**Deine Aufgabe**
Zähle, wie viele der Zeilen unten das Wort „standing“ enthalten, wobei Groß- und Kleinschreibung zu beachten ist. Gib ausschließlich die Anzahl an.

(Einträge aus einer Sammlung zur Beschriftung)
^^^^
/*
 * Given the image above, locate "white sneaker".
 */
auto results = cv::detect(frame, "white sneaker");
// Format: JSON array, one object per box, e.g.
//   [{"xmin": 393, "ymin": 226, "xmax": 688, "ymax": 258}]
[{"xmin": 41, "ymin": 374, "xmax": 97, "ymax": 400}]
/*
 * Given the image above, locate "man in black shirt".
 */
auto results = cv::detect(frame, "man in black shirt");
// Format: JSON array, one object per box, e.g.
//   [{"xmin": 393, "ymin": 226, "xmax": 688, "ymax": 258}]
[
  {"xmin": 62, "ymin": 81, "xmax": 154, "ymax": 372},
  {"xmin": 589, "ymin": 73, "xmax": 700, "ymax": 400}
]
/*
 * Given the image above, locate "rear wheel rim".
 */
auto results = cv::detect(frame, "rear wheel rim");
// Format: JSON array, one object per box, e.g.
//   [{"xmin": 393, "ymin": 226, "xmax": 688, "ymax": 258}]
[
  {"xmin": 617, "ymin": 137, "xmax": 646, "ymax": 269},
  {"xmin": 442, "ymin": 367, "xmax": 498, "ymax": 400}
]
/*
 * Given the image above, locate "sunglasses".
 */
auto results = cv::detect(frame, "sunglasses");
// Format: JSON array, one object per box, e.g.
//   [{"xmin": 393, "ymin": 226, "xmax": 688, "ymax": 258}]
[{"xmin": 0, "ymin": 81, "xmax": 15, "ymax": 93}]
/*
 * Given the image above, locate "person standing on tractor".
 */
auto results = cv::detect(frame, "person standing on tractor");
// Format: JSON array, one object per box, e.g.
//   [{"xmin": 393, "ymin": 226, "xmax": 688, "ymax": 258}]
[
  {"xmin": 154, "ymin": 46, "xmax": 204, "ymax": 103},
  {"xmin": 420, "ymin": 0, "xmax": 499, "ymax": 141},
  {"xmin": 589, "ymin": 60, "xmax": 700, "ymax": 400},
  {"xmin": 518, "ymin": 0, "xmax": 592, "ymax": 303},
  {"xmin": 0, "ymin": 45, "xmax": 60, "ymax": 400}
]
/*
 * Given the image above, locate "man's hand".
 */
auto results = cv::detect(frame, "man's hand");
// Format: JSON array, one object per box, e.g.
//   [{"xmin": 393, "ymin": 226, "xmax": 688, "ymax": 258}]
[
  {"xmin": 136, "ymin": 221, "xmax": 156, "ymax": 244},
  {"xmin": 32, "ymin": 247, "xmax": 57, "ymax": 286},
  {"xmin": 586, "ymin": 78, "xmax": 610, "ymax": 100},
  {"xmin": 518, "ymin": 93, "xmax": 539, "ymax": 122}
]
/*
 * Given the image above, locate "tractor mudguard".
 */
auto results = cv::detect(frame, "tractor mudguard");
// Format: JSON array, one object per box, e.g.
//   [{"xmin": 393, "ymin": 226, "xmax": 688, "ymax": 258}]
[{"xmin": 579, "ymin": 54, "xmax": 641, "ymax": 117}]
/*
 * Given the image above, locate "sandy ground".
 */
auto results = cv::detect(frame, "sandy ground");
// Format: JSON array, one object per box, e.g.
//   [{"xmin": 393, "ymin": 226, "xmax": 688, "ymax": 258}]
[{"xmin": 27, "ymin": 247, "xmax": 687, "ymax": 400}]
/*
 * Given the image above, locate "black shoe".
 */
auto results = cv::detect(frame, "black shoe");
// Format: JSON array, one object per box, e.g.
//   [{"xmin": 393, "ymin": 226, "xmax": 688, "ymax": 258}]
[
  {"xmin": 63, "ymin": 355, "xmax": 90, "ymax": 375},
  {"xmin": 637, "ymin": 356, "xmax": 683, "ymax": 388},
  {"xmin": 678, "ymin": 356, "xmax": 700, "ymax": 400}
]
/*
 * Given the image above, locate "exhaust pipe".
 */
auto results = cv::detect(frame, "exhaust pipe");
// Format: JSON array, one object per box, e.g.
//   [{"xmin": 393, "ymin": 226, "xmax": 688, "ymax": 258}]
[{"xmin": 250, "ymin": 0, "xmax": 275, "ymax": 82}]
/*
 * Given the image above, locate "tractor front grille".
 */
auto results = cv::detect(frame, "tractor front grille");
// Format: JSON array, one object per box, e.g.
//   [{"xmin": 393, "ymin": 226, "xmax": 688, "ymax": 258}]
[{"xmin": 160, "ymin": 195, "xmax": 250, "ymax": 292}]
^^^^
**Ergebnis der Aufgabe**
2